Consegna A: Nel brano sulla trattoria di Ischia, con quale frase è stato formulato l'invito a conoscere il locale?

....................

Avevo sentito parlare di
questa trattoria per la qualità della sua cucina e per la genuinità garantita
delle materie prime che utilizza, ma quello che mi ha spinto a conoscerla è
stato il lessico narrativo con cui mi hanno invitato: “Ti racconto il
territorio con i sapori”. Una presentazione ambiziosa trattandosi di un’isola
profusamente narrata nel corso della storia. È molto probabile che Ischia fosse
l’isola dei Feaci dell’Odissea; è stata il primo insediamento della Magna
Grecia; al largo delle sue coste è passato san Paolo prima di attraccare a
Pozzuoli; il Castello Aragonese, quasi simbolo dell’isola, ricorda la sua
storia a partire dalla dominazione di Siracusa nel secolo V a.C., e prima della
dominazione degli spagnoli passarono di lì partenopei, visigoti, vandali,
ostrogoti, arabi, normanni, svevi; a Casamicciola Ibsen scrisse il Peer Gynt...
Se qualcuno vuole ingerire
lì un hot dog con Coca-Cola ha tutta la mia comprensione, la stessa che mi
sforzai di avere con chi una volta chiese a un mariachi[1] di suonare El
porompompero[2].
Peccato che la comprensione non basti a risanare un contatto vitale mancato.
Quella persona, compresa e compatita, resterà ignara di ciò che è la musica di mariachi,
così come quell’altra non sarà mai stata a Ischia, se non per le coordinate di
longitudine e latitudine. Non avrà vissuto la condizione di “isola di terra”
grazie alla quale Ischia annovera tra le sue tradizioni il coniglio e le
lumache, né avrà sintonizzato il palato con la terra su cui mise piede,
attraverso i prodotti che essa offre rigogliosa: ciò che fa sì che, quando il
chef ha bisogno di un’erba, chieda a sua madre di andarla a cercare sul monte.

....................

Consegna B: Individui tutte le righe riportate di seguito che contengono la stringa "hair" e le trascriva. Le maiuscole e le minuscole contano.

....................

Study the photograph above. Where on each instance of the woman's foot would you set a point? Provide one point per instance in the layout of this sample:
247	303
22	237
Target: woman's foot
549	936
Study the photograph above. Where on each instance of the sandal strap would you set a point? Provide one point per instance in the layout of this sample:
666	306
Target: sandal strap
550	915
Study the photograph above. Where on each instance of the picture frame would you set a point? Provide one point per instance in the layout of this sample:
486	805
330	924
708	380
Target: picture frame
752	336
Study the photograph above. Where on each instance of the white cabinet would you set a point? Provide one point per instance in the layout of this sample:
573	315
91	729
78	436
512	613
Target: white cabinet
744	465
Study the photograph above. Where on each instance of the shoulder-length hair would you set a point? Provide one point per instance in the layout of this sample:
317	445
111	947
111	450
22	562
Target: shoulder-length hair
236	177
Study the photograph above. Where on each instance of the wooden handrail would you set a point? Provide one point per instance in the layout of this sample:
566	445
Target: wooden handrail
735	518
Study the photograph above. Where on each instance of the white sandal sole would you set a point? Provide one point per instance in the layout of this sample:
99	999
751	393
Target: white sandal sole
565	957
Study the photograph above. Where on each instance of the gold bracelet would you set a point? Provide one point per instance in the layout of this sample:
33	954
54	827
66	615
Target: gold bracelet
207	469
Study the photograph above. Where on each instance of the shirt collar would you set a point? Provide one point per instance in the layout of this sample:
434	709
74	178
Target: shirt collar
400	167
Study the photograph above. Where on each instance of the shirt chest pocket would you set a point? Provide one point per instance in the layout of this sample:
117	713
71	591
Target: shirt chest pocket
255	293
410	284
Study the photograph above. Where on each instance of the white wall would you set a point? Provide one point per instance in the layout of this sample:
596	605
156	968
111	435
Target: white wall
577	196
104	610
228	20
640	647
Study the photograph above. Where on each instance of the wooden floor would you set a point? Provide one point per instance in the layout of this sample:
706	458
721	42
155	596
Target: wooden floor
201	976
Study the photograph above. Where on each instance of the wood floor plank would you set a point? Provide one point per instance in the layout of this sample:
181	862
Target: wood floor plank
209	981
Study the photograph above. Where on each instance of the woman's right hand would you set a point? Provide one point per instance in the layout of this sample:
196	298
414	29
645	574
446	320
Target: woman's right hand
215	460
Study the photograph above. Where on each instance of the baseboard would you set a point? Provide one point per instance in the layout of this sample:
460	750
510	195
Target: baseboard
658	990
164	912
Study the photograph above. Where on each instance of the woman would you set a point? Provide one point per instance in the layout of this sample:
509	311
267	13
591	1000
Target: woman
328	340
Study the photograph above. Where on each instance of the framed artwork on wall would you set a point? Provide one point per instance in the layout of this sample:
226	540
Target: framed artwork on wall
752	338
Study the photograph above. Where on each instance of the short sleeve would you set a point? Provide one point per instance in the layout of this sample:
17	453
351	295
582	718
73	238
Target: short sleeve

....................

Soluzione A: “Ti racconto il territorio con i sapori”.

Soluzione B:
Study the photograph above. Where on each instance of the shoulder-length hair would you set a point? Provide one point per instance in the layout of this sample:
Target: shoulder-length hair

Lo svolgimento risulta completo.